## What this task involves
Locate all lines in the data below that hold "surface" and show them.

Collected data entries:
Content starts
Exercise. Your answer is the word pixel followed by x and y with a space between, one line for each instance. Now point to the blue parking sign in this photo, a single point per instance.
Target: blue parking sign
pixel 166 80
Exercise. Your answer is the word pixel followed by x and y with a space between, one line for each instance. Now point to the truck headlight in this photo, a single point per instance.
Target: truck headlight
Content ends
Content starts
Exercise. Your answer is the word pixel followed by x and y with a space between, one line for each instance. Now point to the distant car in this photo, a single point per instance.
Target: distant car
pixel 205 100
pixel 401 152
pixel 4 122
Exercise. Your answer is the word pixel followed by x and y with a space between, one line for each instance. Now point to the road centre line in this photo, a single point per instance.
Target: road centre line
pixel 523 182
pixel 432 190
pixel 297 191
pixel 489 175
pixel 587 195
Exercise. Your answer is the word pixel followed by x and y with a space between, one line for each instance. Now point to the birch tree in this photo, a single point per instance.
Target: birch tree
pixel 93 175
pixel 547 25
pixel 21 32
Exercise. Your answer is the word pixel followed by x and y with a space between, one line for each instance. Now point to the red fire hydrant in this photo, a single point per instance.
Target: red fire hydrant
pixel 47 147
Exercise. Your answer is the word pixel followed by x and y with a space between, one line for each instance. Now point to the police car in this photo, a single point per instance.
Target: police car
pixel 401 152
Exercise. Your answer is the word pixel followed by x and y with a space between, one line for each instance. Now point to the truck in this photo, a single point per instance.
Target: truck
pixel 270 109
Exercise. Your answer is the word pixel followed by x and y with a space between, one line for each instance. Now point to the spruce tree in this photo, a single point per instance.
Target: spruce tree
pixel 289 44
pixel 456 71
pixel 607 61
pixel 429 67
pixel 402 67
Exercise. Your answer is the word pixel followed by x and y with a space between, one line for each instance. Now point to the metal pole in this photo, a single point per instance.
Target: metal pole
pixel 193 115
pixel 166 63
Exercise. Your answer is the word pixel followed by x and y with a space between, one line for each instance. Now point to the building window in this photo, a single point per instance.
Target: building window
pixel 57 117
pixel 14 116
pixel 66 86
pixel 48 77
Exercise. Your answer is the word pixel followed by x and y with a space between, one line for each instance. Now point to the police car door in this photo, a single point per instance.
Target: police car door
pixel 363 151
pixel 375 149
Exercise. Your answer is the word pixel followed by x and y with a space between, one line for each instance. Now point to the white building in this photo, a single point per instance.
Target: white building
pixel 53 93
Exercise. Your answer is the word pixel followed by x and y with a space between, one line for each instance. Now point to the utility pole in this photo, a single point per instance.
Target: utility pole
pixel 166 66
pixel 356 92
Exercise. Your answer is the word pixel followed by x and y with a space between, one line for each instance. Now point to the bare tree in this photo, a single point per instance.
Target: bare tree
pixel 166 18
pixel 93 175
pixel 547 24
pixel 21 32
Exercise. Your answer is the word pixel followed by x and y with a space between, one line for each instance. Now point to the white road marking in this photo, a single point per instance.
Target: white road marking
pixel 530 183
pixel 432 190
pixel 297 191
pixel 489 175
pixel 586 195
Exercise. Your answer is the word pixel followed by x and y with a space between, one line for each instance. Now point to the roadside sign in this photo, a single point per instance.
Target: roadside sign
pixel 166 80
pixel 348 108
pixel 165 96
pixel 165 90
Content ends
Content starts
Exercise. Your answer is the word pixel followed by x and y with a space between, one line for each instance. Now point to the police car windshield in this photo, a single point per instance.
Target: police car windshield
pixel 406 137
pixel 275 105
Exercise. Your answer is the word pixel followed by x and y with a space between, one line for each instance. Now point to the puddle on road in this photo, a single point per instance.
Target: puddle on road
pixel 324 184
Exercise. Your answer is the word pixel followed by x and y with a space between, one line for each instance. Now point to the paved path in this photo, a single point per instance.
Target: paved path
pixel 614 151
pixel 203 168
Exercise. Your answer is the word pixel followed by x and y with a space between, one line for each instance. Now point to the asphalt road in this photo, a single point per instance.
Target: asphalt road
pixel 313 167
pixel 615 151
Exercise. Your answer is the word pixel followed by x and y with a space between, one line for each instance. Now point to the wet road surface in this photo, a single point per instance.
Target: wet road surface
Content ends
## Task answer
Exercise. Your answer is the word pixel followed by x and y with a space between, one line for each instance. Now point to the wet road surface in this photo, a single point per instance.
Target: wet road surface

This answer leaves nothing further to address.